(Position annotation rows)
--- BEGIN ---

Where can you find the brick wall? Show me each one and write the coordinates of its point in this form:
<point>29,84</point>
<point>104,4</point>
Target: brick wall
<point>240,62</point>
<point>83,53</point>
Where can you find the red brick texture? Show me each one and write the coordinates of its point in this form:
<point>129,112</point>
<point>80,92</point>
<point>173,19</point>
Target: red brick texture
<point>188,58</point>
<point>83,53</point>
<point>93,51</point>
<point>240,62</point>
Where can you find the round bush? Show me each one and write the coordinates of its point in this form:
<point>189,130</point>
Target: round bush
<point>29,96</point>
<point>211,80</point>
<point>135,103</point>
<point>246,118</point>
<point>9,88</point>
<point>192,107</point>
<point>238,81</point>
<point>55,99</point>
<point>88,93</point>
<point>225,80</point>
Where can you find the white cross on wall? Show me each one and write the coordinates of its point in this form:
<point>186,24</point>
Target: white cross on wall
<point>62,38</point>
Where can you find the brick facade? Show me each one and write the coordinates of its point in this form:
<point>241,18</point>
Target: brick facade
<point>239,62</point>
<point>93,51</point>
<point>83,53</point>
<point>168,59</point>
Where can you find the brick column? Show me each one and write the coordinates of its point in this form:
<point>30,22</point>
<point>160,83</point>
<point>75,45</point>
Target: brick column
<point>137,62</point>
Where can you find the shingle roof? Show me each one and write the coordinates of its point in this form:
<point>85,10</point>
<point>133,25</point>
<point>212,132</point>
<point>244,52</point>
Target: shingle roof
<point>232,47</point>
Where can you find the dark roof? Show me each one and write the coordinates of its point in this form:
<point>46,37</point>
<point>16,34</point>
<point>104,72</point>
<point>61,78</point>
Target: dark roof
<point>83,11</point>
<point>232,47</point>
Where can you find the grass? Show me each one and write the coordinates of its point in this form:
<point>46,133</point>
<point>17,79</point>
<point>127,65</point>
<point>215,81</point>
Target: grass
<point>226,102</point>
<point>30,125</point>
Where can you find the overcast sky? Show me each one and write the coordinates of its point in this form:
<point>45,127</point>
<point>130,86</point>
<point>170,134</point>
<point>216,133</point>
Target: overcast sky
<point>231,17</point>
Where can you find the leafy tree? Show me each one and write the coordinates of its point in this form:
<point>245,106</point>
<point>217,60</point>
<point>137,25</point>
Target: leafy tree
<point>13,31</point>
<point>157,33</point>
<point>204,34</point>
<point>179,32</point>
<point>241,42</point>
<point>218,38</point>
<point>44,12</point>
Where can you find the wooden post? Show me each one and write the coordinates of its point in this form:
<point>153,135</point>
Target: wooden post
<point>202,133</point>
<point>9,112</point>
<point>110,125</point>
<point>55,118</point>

--- END ---

Put every line of the rows above into a numbered list, leaving out any blank lines.

1. Where can you find the brick wall? Show me each one and write the coordinates of its point in this form:
2. <point>29,84</point>
3. <point>104,4</point>
4. Target: brick wall
5. <point>240,62</point>
6. <point>83,53</point>
7. Where can you find the red brick texture? Show me each one and write the coordinates of its point in this form:
8. <point>129,112</point>
9. <point>80,92</point>
10. <point>173,19</point>
11. Target: red brick texture
12. <point>188,58</point>
13. <point>83,53</point>
14. <point>93,51</point>
15. <point>240,62</point>
16. Where can you find the round bush? Show me each one and write the coordinates of its point in this form:
17. <point>189,130</point>
18. Target: round bush
19. <point>29,96</point>
20. <point>211,80</point>
21. <point>135,103</point>
22. <point>246,118</point>
23. <point>9,88</point>
24. <point>192,107</point>
25. <point>238,81</point>
26. <point>55,99</point>
27. <point>88,93</point>
28. <point>225,80</point>
29. Where can you find the white cross on wall? Show me each one and write the coordinates of its point in this form:
30. <point>186,24</point>
31. Target: white cross on wall
32. <point>62,38</point>
33. Where can you find the brick facade? Show me each one and write the coordinates of its point in this form:
34. <point>241,18</point>
35. Target: brick facade
36. <point>239,62</point>
37. <point>93,51</point>
38. <point>83,53</point>
39. <point>168,59</point>
40. Where can you find the brick column? Show me each one and write the coordinates of its point in this form:
41. <point>30,22</point>
42. <point>160,83</point>
43. <point>75,45</point>
44. Target: brick column
45. <point>137,62</point>
46. Where can you find the shingle roof? Show me each one and write the coordinates of its point in this form:
47. <point>85,10</point>
48. <point>133,25</point>
49. <point>212,132</point>
50. <point>244,52</point>
51. Target: shingle roof
52. <point>232,47</point>
53. Where can you find the dark roof? Show me each one and write the coordinates of its point in this form:
54. <point>46,37</point>
55. <point>16,34</point>
56. <point>104,72</point>
57. <point>61,78</point>
58. Target: dark roof
59. <point>83,11</point>
60. <point>232,47</point>
61. Where can you find the grass? Show me each one and write the coordinates of its point in this form:
62. <point>46,133</point>
63. <point>17,79</point>
64. <point>127,65</point>
65. <point>215,81</point>
66. Target: grass
67. <point>226,102</point>
68. <point>30,125</point>
69. Where can you find the overcast sky? Show me each one and write the coordinates of its point in this form:
70. <point>45,127</point>
71. <point>130,86</point>
72. <point>170,134</point>
73. <point>216,133</point>
74. Target: overcast sky
75. <point>231,17</point>
76. Where can you find the leafy tree? Show me each one and write the coordinates of its point in this form:
77. <point>245,106</point>
78. <point>217,60</point>
79. <point>137,25</point>
80. Target: leafy tree
81. <point>13,31</point>
82. <point>157,33</point>
83. <point>204,34</point>
84. <point>179,32</point>
85. <point>241,42</point>
86. <point>218,38</point>
87. <point>44,12</point>
88. Where can you find the wooden post? Show me each one and write the coordinates of its point in this form:
89. <point>153,135</point>
90. Target: wooden post
91. <point>202,133</point>
92. <point>9,112</point>
93. <point>110,125</point>
94. <point>55,118</point>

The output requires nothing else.